═════ Gösterilen metin ═════
25 Ekim 2013 09:27

'Küresel senaryolar' ve halk

\'Küresel senaryolar\' ve halk

Fotoğraf: Envato

Paylaş

Elinde tek bir oy olan insanlar bütün küresel senaryoları boşa çıkaracak güce sahipler...” Bu tespit Başbakan Erdoğan’ın siyasi başdanışmanı, AKP milletvekili Yalçın Akdoğan’a ait. Akdoğan son günlerde MİT Müsteşarı Fidan dahil, uluslararası boyutta Türkiye ve Hükümet ile ilgili süren tüm tartışmaların asıl hedefinin Erdoğan olduğunu yazıyor ve hedefe konulmasının nedenini de, Erdoğan’ın silahı radikalizmi reddeden, demokrasiyi, bölge halklarını ve onların hak ve özgürlüklerini öne çıkaran farklı bir İslam anlayışına sahip olduğunu ileri sürerek izah ediyor.
Akdoğan’a göre Cumhurbaşkanlığı seçimleri yaklaştıkça bu “karalama kampanyası” yoğunlaşacaktır. Ama ona göre bu küresel güç odaklarının etki edemedikleri tek yer halktır. O halk da elindeki oyla bu kampanyaları boşa çıkaracaktır! Okununca göze, duyunca kulağa hoş gelecek sözler bunlar. Ama bu işte bir terslik yok mu? Halkın oyunu arkasına almakla övünen bu hükümet 11 yıldır küresel güçlerle kucak kucağa değil miydi? Hükümet bunların hangi tezgahlarına çomak soktu acaba? Faiz ödemeleri mi durduruldu, üsler mi kapatıldı, uluslararası şirketlerin mallarına el mi konuldu, yoksa uluslararası sermayeye ve onların iş birlikçilerine peşkeş çekilen ulusal servetler geri mi alındı? Belki de bizim bilmediğimiz duymadığımız olağanüstü gelişmeler oldu? Bunların hiç birisi olmadı, uluslararası güçlerle ülkenin bağımlılığı üzerine kurulan tezgah tıkır tıkır işliyor.
═════ Verilen bilgiler ═════
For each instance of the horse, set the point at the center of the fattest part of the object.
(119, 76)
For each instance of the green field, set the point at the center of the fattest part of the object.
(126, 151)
═════
Alıştırma yönergesi
Gösterilen metne göre şu soruları yanıtlayın:
(a) Yalçın Akdoğan hangi partinin milletvekilidir?
(b) Akdoğan'a göre "karalama kampanyası" hangi seçimler yaklaştıkça yoğunlaşacaktır?
(c) Hükümetin küresel güçlerle kaç yıldır "kucak kucağa" olduğu söylenmektedir?
Buradaki malzemenin gösterilen metinle bir ilgisi yoktur.

Sonuç
(a) AKP
(b) Cumhurbaşkanlığı seçimleri
(c) 11 yıl